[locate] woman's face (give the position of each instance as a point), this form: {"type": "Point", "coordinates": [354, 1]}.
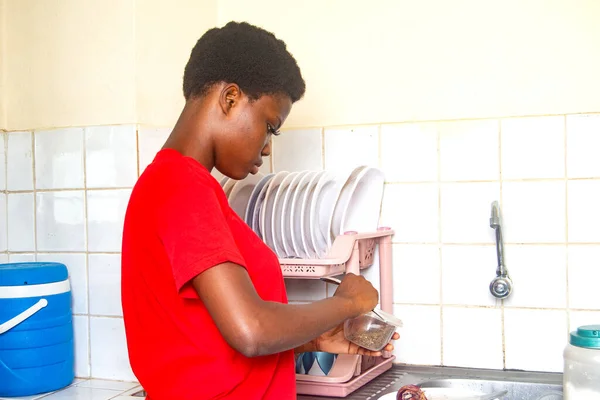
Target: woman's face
{"type": "Point", "coordinates": [247, 132]}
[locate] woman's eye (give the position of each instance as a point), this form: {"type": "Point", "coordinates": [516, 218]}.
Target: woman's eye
{"type": "Point", "coordinates": [272, 130]}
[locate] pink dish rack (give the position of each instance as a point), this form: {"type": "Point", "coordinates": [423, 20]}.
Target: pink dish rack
{"type": "Point", "coordinates": [350, 253]}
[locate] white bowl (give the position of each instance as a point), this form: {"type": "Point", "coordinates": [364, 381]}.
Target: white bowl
{"type": "Point", "coordinates": [266, 212]}
{"type": "Point", "coordinates": [278, 214]}
{"type": "Point", "coordinates": [364, 204]}
{"type": "Point", "coordinates": [297, 214]}
{"type": "Point", "coordinates": [241, 192]}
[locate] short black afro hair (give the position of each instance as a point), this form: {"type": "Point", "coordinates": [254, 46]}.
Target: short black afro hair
{"type": "Point", "coordinates": [246, 55]}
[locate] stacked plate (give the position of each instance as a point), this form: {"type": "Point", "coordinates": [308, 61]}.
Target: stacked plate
{"type": "Point", "coordinates": [299, 214]}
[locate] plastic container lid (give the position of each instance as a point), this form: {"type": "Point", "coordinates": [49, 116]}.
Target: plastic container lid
{"type": "Point", "coordinates": [32, 273]}
{"type": "Point", "coordinates": [388, 318]}
{"type": "Point", "coordinates": [587, 336]}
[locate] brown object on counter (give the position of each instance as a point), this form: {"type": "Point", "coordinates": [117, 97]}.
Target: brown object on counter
{"type": "Point", "coordinates": [410, 392]}
{"type": "Point", "coordinates": [374, 340]}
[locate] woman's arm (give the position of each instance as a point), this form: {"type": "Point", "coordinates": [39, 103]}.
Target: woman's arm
{"type": "Point", "coordinates": [255, 327]}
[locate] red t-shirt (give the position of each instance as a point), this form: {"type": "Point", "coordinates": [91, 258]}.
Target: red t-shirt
{"type": "Point", "coordinates": [179, 224]}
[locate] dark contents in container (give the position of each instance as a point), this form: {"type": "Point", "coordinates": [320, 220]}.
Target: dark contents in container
{"type": "Point", "coordinates": [375, 339]}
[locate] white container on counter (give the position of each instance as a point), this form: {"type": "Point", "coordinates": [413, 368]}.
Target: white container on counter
{"type": "Point", "coordinates": [581, 379]}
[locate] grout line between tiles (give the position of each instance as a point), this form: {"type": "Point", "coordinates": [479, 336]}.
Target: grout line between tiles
{"type": "Point", "coordinates": [5, 143]}
{"type": "Point", "coordinates": [323, 148]}
{"type": "Point", "coordinates": [33, 168]}
{"type": "Point", "coordinates": [87, 257]}
{"type": "Point", "coordinates": [501, 201]}
{"type": "Point", "coordinates": [567, 226]}
{"type": "Point", "coordinates": [439, 244]}
{"type": "Point", "coordinates": [137, 149]}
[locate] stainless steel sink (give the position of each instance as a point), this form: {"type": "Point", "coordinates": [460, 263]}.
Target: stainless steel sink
{"type": "Point", "coordinates": [516, 390]}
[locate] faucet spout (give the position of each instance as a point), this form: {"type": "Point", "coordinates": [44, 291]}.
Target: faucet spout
{"type": "Point", "coordinates": [501, 286]}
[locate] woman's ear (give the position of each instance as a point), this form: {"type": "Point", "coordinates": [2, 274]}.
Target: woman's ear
{"type": "Point", "coordinates": [230, 97]}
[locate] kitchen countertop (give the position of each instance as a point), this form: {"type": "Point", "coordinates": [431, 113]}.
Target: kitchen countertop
{"type": "Point", "coordinates": [399, 375]}
{"type": "Point", "coordinates": [390, 381]}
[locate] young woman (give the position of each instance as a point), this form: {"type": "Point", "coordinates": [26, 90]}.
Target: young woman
{"type": "Point", "coordinates": [204, 299]}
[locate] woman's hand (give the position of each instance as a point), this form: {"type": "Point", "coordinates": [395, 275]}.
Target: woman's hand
{"type": "Point", "coordinates": [334, 341]}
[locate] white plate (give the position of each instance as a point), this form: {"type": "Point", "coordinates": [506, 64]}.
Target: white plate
{"type": "Point", "coordinates": [266, 211]}
{"type": "Point", "coordinates": [440, 394]}
{"type": "Point", "coordinates": [287, 215]}
{"type": "Point", "coordinates": [257, 212]}
{"type": "Point", "coordinates": [306, 216]}
{"type": "Point", "coordinates": [254, 197]}
{"type": "Point", "coordinates": [322, 204]}
{"type": "Point", "coordinates": [279, 214]}
{"type": "Point", "coordinates": [342, 204]}
{"type": "Point", "coordinates": [241, 192]}
{"type": "Point", "coordinates": [296, 214]}
{"type": "Point", "coordinates": [364, 205]}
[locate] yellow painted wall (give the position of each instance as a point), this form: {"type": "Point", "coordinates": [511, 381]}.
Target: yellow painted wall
{"type": "Point", "coordinates": [398, 60]}
{"type": "Point", "coordinates": [84, 62]}
{"type": "Point", "coordinates": [88, 62]}
{"type": "Point", "coordinates": [70, 62]}
{"type": "Point", "coordinates": [166, 32]}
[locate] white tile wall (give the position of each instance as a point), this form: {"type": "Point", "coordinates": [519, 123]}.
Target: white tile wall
{"type": "Point", "coordinates": [465, 278]}
{"type": "Point", "coordinates": [105, 214]}
{"type": "Point", "coordinates": [533, 148]}
{"type": "Point", "coordinates": [463, 207]}
{"type": "Point", "coordinates": [19, 159]}
{"type": "Point", "coordinates": [105, 284]}
{"type": "Point", "coordinates": [535, 339]}
{"type": "Point", "coordinates": [466, 344]}
{"type": "Point", "coordinates": [60, 220]}
{"type": "Point", "coordinates": [81, 328]}
{"type": "Point", "coordinates": [469, 150]}
{"type": "Point", "coordinates": [441, 178]}
{"type": "Point", "coordinates": [78, 277]}
{"type": "Point", "coordinates": [3, 223]}
{"type": "Point", "coordinates": [422, 344]}
{"type": "Point", "coordinates": [109, 357]}
{"type": "Point", "coordinates": [346, 148]}
{"type": "Point", "coordinates": [3, 146]}
{"type": "Point", "coordinates": [286, 156]}
{"type": "Point", "coordinates": [111, 156]}
{"type": "Point", "coordinates": [415, 207]}
{"type": "Point", "coordinates": [150, 141]}
{"type": "Point", "coordinates": [59, 159]}
{"type": "Point", "coordinates": [583, 142]}
{"type": "Point", "coordinates": [534, 212]}
{"type": "Point", "coordinates": [417, 273]}
{"type": "Point", "coordinates": [21, 222]}
{"type": "Point", "coordinates": [409, 152]}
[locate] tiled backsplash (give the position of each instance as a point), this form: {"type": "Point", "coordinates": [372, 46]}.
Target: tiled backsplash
{"type": "Point", "coordinates": [65, 192]}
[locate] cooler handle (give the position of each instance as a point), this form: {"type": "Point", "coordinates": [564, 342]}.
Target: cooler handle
{"type": "Point", "coordinates": [11, 323]}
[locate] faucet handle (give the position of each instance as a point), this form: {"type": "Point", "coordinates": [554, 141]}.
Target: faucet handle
{"type": "Point", "coordinates": [501, 287]}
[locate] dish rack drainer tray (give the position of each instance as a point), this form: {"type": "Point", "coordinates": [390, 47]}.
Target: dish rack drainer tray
{"type": "Point", "coordinates": [350, 253]}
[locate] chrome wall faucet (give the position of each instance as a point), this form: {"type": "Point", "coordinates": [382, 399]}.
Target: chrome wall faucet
{"type": "Point", "coordinates": [501, 286]}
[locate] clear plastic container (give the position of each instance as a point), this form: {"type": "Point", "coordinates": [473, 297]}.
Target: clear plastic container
{"type": "Point", "coordinates": [370, 331]}
{"type": "Point", "coordinates": [581, 375]}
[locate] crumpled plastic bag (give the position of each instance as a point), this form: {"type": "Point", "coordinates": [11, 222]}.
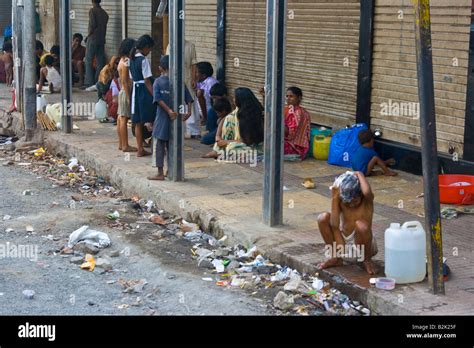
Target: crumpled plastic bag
{"type": "Point", "coordinates": [96, 238]}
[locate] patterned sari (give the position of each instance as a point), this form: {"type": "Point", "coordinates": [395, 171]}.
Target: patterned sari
{"type": "Point", "coordinates": [298, 121]}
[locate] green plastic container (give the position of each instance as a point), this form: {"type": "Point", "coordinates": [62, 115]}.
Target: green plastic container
{"type": "Point", "coordinates": [314, 132]}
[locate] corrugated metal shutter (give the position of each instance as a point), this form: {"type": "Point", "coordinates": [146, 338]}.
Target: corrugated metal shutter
{"type": "Point", "coordinates": [322, 36]}
{"type": "Point", "coordinates": [395, 76]}
{"type": "Point", "coordinates": [139, 18]}
{"type": "Point", "coordinates": [5, 15]}
{"type": "Point", "coordinates": [201, 21]}
{"type": "Point", "coordinates": [114, 28]}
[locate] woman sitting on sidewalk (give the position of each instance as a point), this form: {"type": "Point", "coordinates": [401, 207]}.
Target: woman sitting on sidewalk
{"type": "Point", "coordinates": [297, 124]}
{"type": "Point", "coordinates": [242, 130]}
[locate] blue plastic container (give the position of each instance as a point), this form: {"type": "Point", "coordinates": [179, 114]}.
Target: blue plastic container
{"type": "Point", "coordinates": [314, 132]}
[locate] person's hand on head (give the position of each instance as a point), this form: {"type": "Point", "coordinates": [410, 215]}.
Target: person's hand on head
{"type": "Point", "coordinates": [173, 115]}
{"type": "Point", "coordinates": [186, 116]}
{"type": "Point", "coordinates": [149, 126]}
{"type": "Point", "coordinates": [222, 143]}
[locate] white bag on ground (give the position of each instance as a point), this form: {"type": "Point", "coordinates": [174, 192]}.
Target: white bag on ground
{"type": "Point", "coordinates": [96, 238]}
{"type": "Point", "coordinates": [101, 111]}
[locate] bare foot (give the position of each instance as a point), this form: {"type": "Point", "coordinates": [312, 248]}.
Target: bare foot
{"type": "Point", "coordinates": [129, 149]}
{"type": "Point", "coordinates": [157, 178]}
{"type": "Point", "coordinates": [335, 262]}
{"type": "Point", "coordinates": [369, 267]}
{"type": "Point", "coordinates": [211, 154]}
{"type": "Point", "coordinates": [143, 154]}
{"type": "Point", "coordinates": [390, 173]}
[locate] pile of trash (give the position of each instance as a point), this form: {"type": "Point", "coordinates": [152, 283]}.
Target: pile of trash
{"type": "Point", "coordinates": [68, 173]}
{"type": "Point", "coordinates": [246, 268]}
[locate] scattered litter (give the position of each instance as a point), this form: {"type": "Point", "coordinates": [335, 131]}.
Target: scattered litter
{"type": "Point", "coordinates": [157, 219]}
{"type": "Point", "coordinates": [132, 286]}
{"type": "Point", "coordinates": [317, 284]}
{"type": "Point", "coordinates": [283, 301]}
{"type": "Point", "coordinates": [29, 294]}
{"type": "Point", "coordinates": [103, 263]}
{"type": "Point", "coordinates": [385, 283]}
{"type": "Point", "coordinates": [220, 268]}
{"type": "Point", "coordinates": [189, 227]}
{"type": "Point", "coordinates": [308, 183]}
{"type": "Point", "coordinates": [89, 264]}
{"type": "Point", "coordinates": [73, 163]}
{"type": "Point", "coordinates": [96, 238]}
{"type": "Point", "coordinates": [238, 282]}
{"type": "Point", "coordinates": [113, 216]}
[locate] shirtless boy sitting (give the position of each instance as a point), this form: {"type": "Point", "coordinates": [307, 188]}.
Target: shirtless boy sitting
{"type": "Point", "coordinates": [350, 220]}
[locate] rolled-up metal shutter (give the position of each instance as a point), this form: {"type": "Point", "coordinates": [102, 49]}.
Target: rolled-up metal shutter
{"type": "Point", "coordinates": [394, 82]}
{"type": "Point", "coordinates": [321, 57]}
{"type": "Point", "coordinates": [201, 21]}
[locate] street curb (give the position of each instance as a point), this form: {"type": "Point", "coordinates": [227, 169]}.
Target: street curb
{"type": "Point", "coordinates": [57, 144]}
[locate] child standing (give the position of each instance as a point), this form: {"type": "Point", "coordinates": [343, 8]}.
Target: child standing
{"type": "Point", "coordinates": [365, 159]}
{"type": "Point", "coordinates": [8, 60]}
{"type": "Point", "coordinates": [164, 116]}
{"type": "Point", "coordinates": [143, 110]}
{"type": "Point", "coordinates": [205, 80]}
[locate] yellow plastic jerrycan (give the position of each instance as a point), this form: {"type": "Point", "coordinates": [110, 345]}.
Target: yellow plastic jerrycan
{"type": "Point", "coordinates": [321, 147]}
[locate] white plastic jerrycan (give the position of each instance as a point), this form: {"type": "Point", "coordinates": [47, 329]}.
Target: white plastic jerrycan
{"type": "Point", "coordinates": [405, 252]}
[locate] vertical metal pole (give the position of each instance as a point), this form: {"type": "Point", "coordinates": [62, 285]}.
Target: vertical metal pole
{"type": "Point", "coordinates": [220, 54]}
{"type": "Point", "coordinates": [18, 51]}
{"type": "Point", "coordinates": [274, 108]}
{"type": "Point", "coordinates": [66, 73]}
{"type": "Point", "coordinates": [176, 25]}
{"type": "Point", "coordinates": [429, 150]}
{"type": "Point", "coordinates": [364, 78]}
{"type": "Point", "coordinates": [29, 105]}
{"type": "Point", "coordinates": [124, 19]}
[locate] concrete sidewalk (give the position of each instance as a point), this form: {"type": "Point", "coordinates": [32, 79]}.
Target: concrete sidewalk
{"type": "Point", "coordinates": [227, 199]}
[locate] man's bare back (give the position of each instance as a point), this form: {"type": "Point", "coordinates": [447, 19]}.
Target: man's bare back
{"type": "Point", "coordinates": [350, 221]}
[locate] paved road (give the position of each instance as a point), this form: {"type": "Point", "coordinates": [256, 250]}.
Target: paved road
{"type": "Point", "coordinates": [175, 285]}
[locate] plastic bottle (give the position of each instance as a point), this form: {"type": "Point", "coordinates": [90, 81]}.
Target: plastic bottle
{"type": "Point", "coordinates": [405, 252]}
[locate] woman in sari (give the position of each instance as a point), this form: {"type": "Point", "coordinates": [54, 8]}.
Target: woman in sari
{"type": "Point", "coordinates": [297, 124]}
{"type": "Point", "coordinates": [241, 130]}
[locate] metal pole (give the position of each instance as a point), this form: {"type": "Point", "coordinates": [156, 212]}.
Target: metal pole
{"type": "Point", "coordinates": [429, 150]}
{"type": "Point", "coordinates": [66, 73]}
{"type": "Point", "coordinates": [124, 19]}
{"type": "Point", "coordinates": [220, 54]}
{"type": "Point", "coordinates": [29, 106]}
{"type": "Point", "coordinates": [176, 25]}
{"type": "Point", "coordinates": [17, 9]}
{"type": "Point", "coordinates": [274, 108]}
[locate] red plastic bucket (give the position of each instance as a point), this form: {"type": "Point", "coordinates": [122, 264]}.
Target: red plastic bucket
{"type": "Point", "coordinates": [456, 189]}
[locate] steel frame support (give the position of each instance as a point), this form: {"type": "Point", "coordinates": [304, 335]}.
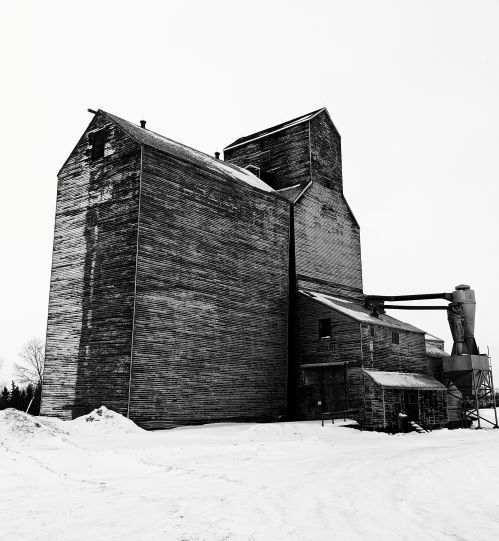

## TASK DIRECTIONS
Please select every line of the material above that contains the string "countertop", and copy each one. Case counts.

## THE OUTPUT
[locate] kitchen countertop (give the position of each instance as a point), this form: {"type": "Point", "coordinates": [431, 113]}.
Target: kitchen countertop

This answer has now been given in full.